Trecho selecionado.
--- --- ---

O filme tem em Wenwu um vilão de camadas, um sujeito complexo que não é necessariamente mau, pelo contrário, é um cara que já havia encontrado a sua redenção ao abandonar os anéis e a violência. O problema é que a violência é cíclica e difícil de ser definitivamente abandonada. Wenwu é um personagem trágico e com motivações que o colocam no limite da sanidade ao enfrentar os filhos em um ato desesperado de recuperar o amor de sua vida.
Outro grande mérito de “Shang-Chi” é funcionar bem como um filme independente, ou seja, ele não exige que o público tenha assistido a todos outros filmes e séries do Universo Marvel. Não se engane, ele se conecta diretamente ao MCU com diversas referências e até com personagens (há duas cenas pós-créditos), mas sua essência não depende disso.
“Shang-Li e a Lenda dos Dez Anéis” oferece um respiro ao fãs da Marvel ao buscar referências diferentes, mas é também um filme seguro e confortável com um grande espetáculo visual. O longa de Destin Daniel Cretton é uma clássica jornada do herói e uma história sobre reencontrar a essência perdida; é também uma divertida obra de artes marciais em um mundo cheio de magia e fantasia, mas com um texto capaz de trazer o espectador para mais perto e até relacionar os dilemas do herói em tela com os seus próprios.

--- --- ---

Entradas listadas.
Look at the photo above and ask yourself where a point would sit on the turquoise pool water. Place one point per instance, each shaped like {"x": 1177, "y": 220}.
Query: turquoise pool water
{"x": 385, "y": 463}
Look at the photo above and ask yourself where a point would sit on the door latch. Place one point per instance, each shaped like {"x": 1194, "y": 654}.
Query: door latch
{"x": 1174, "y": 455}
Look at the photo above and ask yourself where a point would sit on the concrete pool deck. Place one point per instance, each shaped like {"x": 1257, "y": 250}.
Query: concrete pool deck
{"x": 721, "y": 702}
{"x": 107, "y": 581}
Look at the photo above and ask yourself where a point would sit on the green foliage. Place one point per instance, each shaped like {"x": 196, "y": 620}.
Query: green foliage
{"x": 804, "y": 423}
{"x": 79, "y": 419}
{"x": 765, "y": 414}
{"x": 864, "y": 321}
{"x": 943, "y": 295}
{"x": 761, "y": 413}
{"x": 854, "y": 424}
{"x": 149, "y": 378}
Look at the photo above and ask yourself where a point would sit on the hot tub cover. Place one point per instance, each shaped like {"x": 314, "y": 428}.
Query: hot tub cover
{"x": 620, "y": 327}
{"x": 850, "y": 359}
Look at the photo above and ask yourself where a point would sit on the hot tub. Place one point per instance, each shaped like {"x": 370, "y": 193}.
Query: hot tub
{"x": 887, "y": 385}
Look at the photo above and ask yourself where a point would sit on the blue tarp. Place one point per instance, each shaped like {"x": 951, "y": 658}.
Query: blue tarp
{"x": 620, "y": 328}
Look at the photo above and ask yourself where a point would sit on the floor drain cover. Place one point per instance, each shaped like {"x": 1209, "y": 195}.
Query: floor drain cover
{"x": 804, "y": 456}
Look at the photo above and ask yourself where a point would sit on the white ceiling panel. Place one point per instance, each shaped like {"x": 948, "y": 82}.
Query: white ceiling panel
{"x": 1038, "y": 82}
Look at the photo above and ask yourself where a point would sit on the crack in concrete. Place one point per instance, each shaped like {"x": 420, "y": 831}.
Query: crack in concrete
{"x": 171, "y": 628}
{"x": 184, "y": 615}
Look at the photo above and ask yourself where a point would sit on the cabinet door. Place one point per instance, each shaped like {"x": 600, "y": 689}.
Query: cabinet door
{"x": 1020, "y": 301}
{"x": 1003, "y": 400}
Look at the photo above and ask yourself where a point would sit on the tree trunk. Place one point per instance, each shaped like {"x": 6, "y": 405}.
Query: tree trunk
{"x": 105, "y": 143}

--- --- ---

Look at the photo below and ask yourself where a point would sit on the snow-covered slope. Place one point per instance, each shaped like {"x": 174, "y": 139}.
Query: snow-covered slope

--- --- ---

Exercício.
De acordo com o trecho selecionado, quantas cenas pós-créditos tem o filme? As entradas vêm de outra fonte.

Resolução.
Duas.